Page text:
----

Insights From Our Editors

What Is the Best Way to Educate Patients in the Exam Room?

By Mark Wright, OD, FCOVD,
and Carole Burns, OD, FCOVD

May 25 2022

Patients benefit when they fully understand their diagnosis and treatment plan. Here is how to improve your exam-room conversations to facilitate better patient outcomes.

Communication with patients is an issue we need to think more about since it drives outcomes. First, let’s define communication. True communication occurs when you have transferred what is in your mind to what is in the patient’s mind with the same understanding.

Communication is more than just telling a patient something. Think about all the information that we dump on a patient during an examination. No one can retain, in a meaningful way, all of that information. It’s just too much.

So, what do you do to try to help the patient understand more of what was said? In the “old days” we used to have hundreds of pamphlets on different topics in the office. We would give the most appropriate pamphlets to patients to take home to reinforce what we thought was the most important information.

Then, we graduated to packets. We took folders and filled them with inserts focusing on the most important information. We created packets for refractive surgery, cataract surgery, vision therapy, corneal refractive therapy, low vision, glaucoma and so on.

After that came videos. We had videos patients could watch while in the office. Some of these videos were professionally created by vendors and others were “homemade.” Some videos were made to be viewed before the exam and others after the exam based on the diagnosis and treatment plan.

In today’s world we have graduated to digital information which resides on the practice website or other websites. Websites containing information and/or links to other websites is easy to set up. “On our website for the practice, go to the section about corneal refractive therapy and you will find resources to help you understand this topic” is an easy sentence to add to your case presentation. But that requires a patient to initiate an action.

----

Data block:
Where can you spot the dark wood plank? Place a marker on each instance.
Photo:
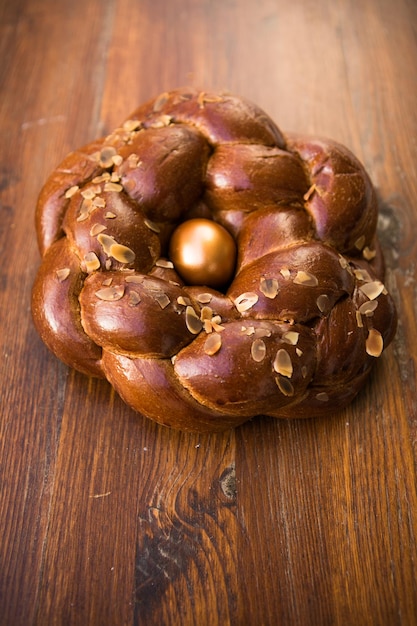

----

What this task involves:
Duplicate the patient education article word for word, starting at "After that came" and ending at "initiate an action.".

Written solution:
After that came videos. We had videos patients could watch while in the office. Some of these videos were professionally created by vendors and others were “homemade.” Some videos were made to be viewed before the exam and others after the exam based on the diagnosis and treatment plan.

In today’s world we have graduated to digital information which resides on the practice website or other websites. Websites containing information and/or links to other websites is easy to set up. “On our website for the practice, go to the section about corneal refractive therapy and you will find resources to help you understand this topic” is an easy sentence to add to your case presentation. But that requires a patient to initiate an action.